┌─ Page

Démocratie, démocratie, démocratie… Creusons!
En 1990, le président de la République populaire du Congo (RPC), contraint par des forces internes, fut obligé de courber l’échine et d’accepter le principe du multipartisme. Le Congo populaire n’était pas seul, à cette époque, à vivre pareille aventure. Tous les autres territoires appartenant au pré carré français, à l’exception du Sénégal, passèrent par cette case.
Nous ne parlons pas notre langue et ce n’est pas de le dire. Cette langue, le français, que nous utilisons du soir au matin, pour tout et pour rien, moi le premier, nous joue des tours dont n’avons pas toujours conscience. Au Congo populaire, à cette époque, comme dans les autres enclos coloniaux, l’on se mit alors à parler de démocratie, avec des expressions comme « avènement de la démocratie » ou encore « retour de la démocratie ». Si on en arrive à confondre multipartisme et démocratie, c’est bien la preuve que l’écrasante majorité de nos élites politiques d’alors, du pouvoir comme de l’opposition soit n’avaient pas compris grand-chose, soit continuaient à jouer aux manipulateurs des opinions, en leur faisant croire tout et n’importe quoi.

└─

Travail demandé >>
(1) Selon le texte sur la démocratie au Congo, quel territoire du pré carré français n'a pas connu le passage au multipartisme ?
(2) Rédigez, s'il vous plaît, la suite du texte sur la démocratie au Congo à partir de sa dernière phrase.
Les données n'ont aucun rapport avec le texte sur la démocratie au Congo.

┌─ Données fournies

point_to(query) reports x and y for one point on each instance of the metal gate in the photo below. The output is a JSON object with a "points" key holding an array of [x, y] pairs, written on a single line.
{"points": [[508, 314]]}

└─

Corrigé >>
(1) Le Sénégal.

(2)
En réalité, en 1990, le Congo renouait simplement avec le multipartisme, tel que nous l’avions connu, avant que l’abbé défroqué, du temps où il était président de la République du Congo, avait décidé de supprimer le multipartisme pour obliger tout le monde à être fondu dans le même moule, celui du monopartisme, comme ce fut la mode, comme par enchantement, peu après 1960.
En 1992, les Congolais pour se choisir un président de la République « librement », se virent proposer un panel de candidats. Le jeune que je fus à l’époque, très enthousiaste à l’idée de voir les choses changer, avait opté pour le candidat Pascal Lissouba (Premier ministre dans les années 60) et c’est ce dernier qui gagnera. Je croyais que nous étions en démocratie.
Erreur !
Erreur !
Erreur !
Je fus berné.
Comme les centaines de milliers d’électeurs qui avaient fait le même choix que moi ou qui au premier comme au second tour de la présidentielle, choisirent un autre candidat. Le Congo n’était alors pas un État démocratique. Pas plus, ni moins qu’il ne l’est aujourd’hui en 2014.
Certes, à partir de 1991, on put constater qu’il y avait plus de liberté que l’année d’avant mais cela ne suffit pas à conférer un caractère démocratique à notre État. Et, là aussi, trois fois hélas ! le constat est le même dan nombre d’enclos coloniaux sous la coupe de la France.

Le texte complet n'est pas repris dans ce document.